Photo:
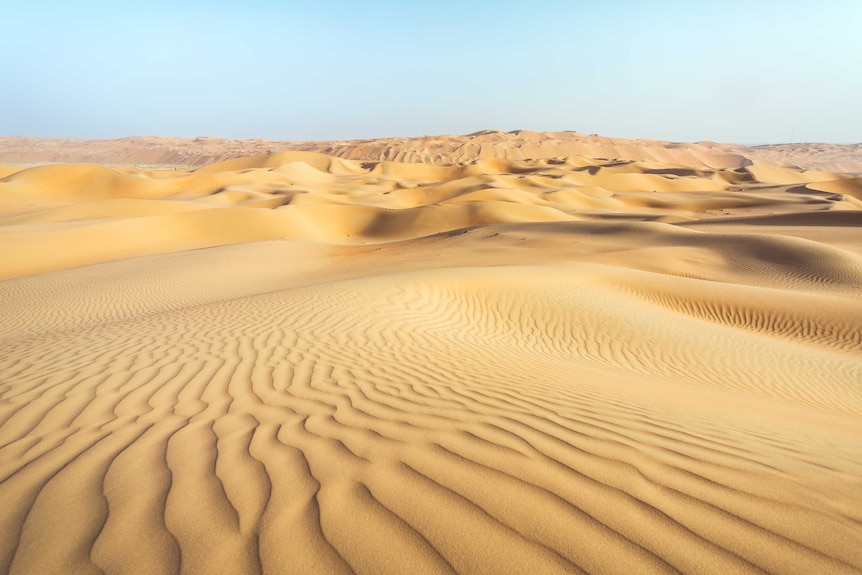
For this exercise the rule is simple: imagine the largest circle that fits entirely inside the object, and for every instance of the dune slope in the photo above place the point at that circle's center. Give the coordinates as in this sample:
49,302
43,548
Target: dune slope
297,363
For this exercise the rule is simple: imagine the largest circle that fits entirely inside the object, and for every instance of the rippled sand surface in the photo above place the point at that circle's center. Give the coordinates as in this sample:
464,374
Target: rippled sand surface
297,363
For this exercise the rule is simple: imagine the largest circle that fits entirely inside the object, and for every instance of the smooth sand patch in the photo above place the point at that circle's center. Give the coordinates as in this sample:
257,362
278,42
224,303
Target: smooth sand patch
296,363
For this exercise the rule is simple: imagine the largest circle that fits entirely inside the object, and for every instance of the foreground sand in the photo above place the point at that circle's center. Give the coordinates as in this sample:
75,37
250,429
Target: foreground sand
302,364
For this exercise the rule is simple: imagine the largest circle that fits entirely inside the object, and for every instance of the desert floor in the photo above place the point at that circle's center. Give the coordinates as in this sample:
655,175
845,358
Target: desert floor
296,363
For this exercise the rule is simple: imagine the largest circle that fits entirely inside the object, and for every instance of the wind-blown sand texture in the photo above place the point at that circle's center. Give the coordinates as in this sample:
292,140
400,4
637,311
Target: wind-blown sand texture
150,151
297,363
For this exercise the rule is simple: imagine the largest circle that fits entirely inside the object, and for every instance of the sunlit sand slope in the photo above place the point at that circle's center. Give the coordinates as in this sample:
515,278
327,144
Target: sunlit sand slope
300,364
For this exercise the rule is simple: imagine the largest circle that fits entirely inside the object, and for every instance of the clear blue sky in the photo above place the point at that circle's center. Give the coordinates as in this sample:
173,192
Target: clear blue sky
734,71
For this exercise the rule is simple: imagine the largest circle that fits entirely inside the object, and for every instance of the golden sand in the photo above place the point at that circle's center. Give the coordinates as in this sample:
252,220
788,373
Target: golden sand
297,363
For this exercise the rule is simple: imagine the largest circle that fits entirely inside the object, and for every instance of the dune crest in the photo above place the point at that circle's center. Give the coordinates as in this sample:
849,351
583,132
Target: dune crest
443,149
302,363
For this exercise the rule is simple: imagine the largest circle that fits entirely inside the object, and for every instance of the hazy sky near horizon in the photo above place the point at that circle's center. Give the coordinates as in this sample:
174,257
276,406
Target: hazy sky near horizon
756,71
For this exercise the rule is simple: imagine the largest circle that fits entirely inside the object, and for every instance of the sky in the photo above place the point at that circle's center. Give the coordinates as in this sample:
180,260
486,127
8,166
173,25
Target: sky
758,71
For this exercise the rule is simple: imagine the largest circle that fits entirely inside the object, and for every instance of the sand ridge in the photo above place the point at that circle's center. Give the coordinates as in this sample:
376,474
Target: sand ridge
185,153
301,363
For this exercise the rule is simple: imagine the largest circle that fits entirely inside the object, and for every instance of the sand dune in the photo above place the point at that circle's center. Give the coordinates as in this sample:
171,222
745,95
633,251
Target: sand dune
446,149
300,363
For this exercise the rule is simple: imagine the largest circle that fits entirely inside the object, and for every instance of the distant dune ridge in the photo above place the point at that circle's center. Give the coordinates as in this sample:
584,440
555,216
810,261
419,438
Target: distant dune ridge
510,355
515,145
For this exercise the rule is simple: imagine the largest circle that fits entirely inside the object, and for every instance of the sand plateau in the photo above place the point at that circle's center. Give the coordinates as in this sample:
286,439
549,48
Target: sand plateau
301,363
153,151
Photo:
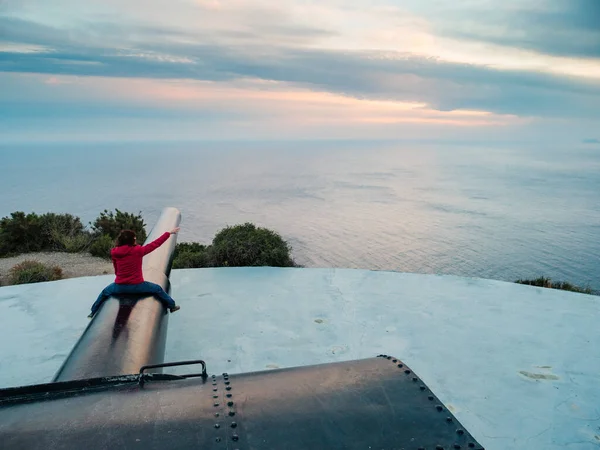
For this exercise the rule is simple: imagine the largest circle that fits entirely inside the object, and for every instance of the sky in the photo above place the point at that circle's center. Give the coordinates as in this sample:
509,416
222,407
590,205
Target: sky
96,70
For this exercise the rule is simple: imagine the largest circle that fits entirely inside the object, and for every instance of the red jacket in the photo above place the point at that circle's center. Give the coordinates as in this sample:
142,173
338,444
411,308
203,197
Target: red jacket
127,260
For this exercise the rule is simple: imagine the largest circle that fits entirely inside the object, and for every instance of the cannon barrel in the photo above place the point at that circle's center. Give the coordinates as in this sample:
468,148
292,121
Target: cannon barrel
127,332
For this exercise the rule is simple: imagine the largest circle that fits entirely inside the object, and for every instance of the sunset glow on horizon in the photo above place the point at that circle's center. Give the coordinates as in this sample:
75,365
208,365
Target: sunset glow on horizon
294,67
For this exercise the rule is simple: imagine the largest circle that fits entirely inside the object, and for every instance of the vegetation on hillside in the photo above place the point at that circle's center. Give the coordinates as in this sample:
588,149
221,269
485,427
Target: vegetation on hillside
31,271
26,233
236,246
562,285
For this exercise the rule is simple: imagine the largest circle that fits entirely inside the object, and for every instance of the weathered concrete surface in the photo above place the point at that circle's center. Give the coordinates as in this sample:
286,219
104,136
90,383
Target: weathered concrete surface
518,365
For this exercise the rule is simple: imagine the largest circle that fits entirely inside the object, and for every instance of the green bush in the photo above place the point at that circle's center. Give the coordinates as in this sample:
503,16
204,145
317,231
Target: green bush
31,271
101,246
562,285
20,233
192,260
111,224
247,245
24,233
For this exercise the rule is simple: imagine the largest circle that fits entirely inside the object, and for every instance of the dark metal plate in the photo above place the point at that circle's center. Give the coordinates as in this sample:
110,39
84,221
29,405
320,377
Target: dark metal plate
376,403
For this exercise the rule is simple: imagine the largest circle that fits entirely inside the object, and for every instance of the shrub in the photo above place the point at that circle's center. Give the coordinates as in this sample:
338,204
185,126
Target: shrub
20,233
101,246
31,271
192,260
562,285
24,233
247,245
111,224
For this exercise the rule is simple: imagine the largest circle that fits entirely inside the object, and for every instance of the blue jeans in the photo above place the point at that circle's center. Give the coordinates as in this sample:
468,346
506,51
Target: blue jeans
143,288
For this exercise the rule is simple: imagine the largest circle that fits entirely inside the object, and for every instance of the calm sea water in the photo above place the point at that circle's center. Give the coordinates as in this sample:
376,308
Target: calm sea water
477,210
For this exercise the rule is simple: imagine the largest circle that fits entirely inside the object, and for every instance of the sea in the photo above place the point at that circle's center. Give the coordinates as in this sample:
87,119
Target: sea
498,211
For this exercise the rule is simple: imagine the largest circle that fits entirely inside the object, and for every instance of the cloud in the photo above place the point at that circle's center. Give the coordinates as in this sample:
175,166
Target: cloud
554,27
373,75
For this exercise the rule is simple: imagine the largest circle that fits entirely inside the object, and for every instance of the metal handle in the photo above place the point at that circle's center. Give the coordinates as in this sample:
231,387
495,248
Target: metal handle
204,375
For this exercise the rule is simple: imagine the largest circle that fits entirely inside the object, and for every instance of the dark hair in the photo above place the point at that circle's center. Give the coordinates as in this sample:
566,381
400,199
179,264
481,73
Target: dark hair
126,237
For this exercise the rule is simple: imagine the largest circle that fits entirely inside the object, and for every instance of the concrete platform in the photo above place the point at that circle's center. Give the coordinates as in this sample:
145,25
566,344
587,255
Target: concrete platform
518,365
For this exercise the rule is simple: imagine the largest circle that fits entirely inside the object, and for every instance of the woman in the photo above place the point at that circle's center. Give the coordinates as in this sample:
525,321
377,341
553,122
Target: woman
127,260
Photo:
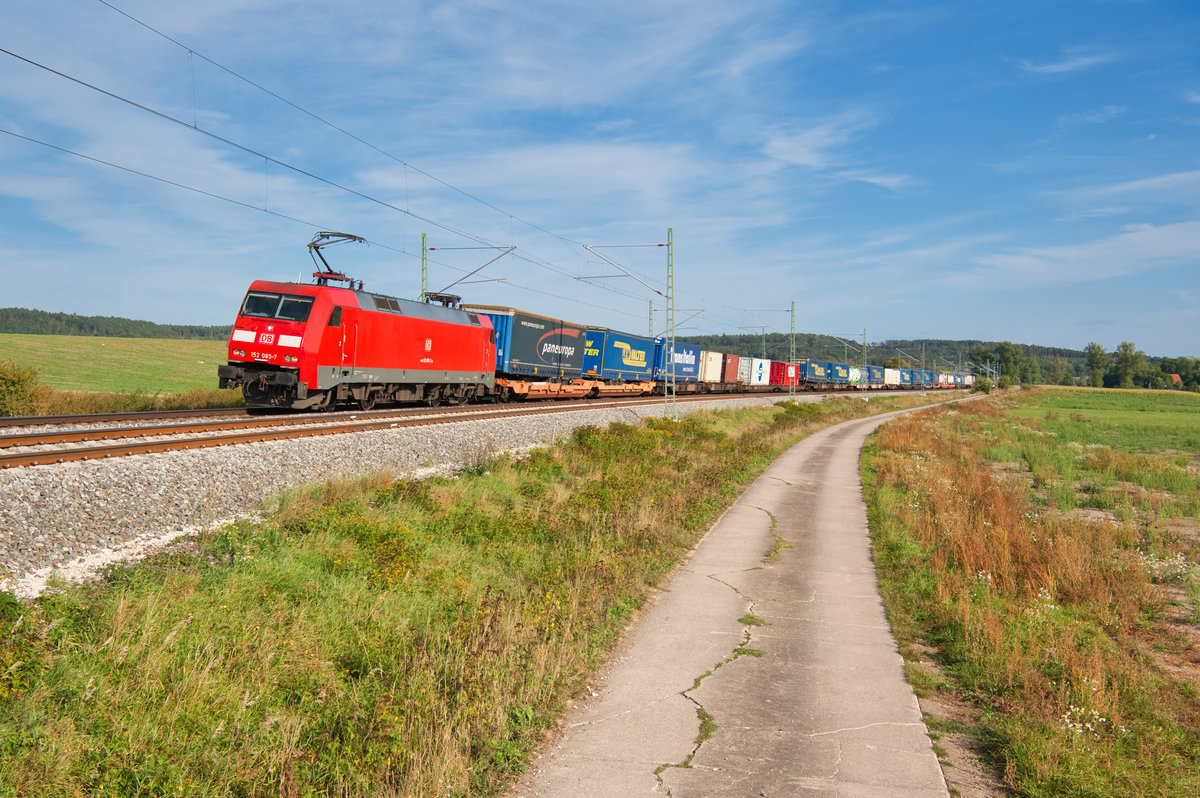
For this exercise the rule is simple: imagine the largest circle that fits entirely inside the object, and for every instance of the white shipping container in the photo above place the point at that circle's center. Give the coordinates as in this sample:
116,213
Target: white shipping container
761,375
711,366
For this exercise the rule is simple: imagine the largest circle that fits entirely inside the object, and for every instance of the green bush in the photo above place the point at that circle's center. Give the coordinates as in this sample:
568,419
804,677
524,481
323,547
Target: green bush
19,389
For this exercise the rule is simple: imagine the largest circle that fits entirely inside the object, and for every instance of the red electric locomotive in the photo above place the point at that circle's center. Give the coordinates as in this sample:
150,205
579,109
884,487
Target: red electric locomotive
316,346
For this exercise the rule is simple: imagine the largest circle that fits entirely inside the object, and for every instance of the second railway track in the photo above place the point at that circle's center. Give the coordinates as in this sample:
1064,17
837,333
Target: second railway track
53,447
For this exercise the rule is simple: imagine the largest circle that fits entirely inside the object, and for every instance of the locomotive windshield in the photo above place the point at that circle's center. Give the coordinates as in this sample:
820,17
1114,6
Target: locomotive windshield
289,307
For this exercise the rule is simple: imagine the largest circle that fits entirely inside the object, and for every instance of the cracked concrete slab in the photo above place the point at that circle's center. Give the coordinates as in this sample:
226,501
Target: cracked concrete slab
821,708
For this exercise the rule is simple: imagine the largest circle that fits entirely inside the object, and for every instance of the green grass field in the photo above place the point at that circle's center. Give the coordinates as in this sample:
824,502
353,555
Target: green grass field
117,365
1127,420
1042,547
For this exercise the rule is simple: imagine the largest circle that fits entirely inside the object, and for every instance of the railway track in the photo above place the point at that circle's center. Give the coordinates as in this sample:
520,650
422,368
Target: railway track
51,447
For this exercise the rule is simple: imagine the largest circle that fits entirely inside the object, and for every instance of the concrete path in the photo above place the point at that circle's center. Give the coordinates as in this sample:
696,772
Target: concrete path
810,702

■ **What to produce**
The expected output is the exact run of lines from the first line of the material above through the line that contains "the dune slope", minus any pictures.

■ **Finished exercise**
Photo:
For this exercise the rule is simple: imagine the largest circle that fits entirely inside the object, and for every instance of the dune slope in the photo above place the point at that circle's center. Give the coordinates as in this sample:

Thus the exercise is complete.